• Excerpt:
——
Week 7 Preparedness Blog:  Japan's World War Two Bioterrorism Program

Week 7 - March 30, 2018

by David Culp, Emergency Preparedness Coordinator, Illinois Public Health Association

Japan's World War Two Bioterrorism Program

Throughout the 19th Century, there was a dramatic increase in international trade resulting from the industrial revolution’s combined demand for natural resources and development of steam powered shipping (with increased storage space, speed and range). After two hundred years of isolationist policy designed to protect Japan from foreign colonization, Japanese concerns were growing that their nation was falling behind the rest of the world; concurrently, the United States viewed it had a mandate to modernize what they perceived to be a “backward” Japanese society. The appearance of American warships off the coast of Japan would lead to the breaking of Japanese isolationism in 1854 thru a forced treaty with United States.

Japan would rapidly benefit from international trade and sharing of technology, astronomically rising from a heavily agriculturally centric nation, with miniscule technology and manufacturing, to a world power in a little more than 75 years. Following the model of European powers in the centuries before, Japan annexed territory, secured shipping lanes, expanded trade and acquired colonies to obtain raw materials needed for manufacturing, while receiving revenues and capital from exporting its products. Simultaneously, the Japanese military was achieving great success: defeating China in 1895 and seizing strategically important regions along with Taiwan and Korea in the process; defeating the Russian Empire in 1905 and obtaining lands bordering Manchuria on the Russian border; acquiring German colonies in the Pacific Ocean while supporting the Allies in World War One and acquiring territory in Siberia from the Soviet Union during the Post Russian Empire Civil War.
——
• Natural-language object grounding data:

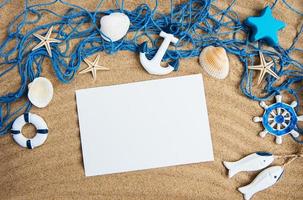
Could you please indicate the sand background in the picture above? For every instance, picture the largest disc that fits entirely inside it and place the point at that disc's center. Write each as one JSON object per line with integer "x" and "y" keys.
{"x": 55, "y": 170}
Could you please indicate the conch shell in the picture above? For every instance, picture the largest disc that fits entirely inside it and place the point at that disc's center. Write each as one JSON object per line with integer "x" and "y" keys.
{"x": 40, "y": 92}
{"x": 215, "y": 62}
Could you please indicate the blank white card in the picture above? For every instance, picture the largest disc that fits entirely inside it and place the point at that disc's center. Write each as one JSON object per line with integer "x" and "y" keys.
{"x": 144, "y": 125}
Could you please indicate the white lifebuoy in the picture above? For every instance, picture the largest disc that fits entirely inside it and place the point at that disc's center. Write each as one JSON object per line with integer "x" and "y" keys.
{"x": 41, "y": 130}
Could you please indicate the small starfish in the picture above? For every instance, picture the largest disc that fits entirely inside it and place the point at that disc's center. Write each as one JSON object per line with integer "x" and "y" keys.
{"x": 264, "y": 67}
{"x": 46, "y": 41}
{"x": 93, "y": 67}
——
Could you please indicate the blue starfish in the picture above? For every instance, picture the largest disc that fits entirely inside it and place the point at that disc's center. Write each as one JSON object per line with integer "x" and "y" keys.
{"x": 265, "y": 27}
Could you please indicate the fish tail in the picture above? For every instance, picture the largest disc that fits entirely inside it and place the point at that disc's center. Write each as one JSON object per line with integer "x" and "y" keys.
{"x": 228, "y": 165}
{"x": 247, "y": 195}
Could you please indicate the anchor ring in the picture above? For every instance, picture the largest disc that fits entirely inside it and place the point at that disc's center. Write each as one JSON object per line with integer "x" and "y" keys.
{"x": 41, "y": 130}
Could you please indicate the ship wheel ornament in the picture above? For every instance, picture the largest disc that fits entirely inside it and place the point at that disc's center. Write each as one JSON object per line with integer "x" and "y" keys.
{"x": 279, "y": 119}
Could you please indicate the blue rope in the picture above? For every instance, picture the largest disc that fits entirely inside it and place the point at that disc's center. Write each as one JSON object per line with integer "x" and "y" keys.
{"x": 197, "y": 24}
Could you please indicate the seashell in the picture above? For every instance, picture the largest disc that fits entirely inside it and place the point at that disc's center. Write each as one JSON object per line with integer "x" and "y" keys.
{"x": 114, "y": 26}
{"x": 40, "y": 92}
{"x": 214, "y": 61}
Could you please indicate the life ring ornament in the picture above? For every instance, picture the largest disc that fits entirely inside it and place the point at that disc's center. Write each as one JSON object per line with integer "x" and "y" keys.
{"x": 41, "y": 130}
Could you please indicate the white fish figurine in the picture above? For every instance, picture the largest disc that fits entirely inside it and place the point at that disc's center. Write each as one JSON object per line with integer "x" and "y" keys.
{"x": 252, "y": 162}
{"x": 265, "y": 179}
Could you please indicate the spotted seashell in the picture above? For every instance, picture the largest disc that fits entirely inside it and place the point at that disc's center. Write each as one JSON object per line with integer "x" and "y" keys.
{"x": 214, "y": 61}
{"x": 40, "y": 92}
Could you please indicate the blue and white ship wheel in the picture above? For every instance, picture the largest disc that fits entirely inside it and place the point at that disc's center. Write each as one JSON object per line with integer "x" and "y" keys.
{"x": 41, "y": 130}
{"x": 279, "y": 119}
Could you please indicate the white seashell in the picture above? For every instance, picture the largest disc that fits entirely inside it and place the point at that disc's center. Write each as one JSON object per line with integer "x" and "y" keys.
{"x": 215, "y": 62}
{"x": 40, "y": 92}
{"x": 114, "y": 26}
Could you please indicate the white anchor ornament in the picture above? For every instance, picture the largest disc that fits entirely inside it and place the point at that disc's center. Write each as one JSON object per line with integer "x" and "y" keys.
——
• Activity: Resume the blog post on Japan's World War Two bioterrorism program, picking up after its final sentence. The entries bear no relation to the blog post on Japan's wartime bioterrorism program.

• Answer to the exercise:
Increasingly, Japan saw itself as the dominant power of the Asian continent and 20th century version of the British, French, Dutch, Portuguese and Spanish Empires of the 17th and 18th centuries, which had conquered and colonized Africa, Asia and the Americas. By the early 1930’s, the Empire of Japan was a manufacturing giant, however, Japan had become a victim of its own economic success: a great manufacturing nation with increasingly diminishing raw materials. The worldwide Great Depression was severely impacting economies across the globe; but never so much as in the Japanese Empire, which saw its exports drop 50%. Economic depression increasingly impacted domestic policies in Japan leading to a rise in imperialism, militarism and installation of a totalitarian government fiercely determined to secure the Empire of Japan’s place among the powers of the modern world. Invasion of natural resource rich Manchuria in 1931 was followed by invasion of mainland China in 1937. Soon Japan was setting its ambitions towards the lucrative and strategically valuable colonies of Great Britain, France, Netherlands and United States in the Pacific Ocean.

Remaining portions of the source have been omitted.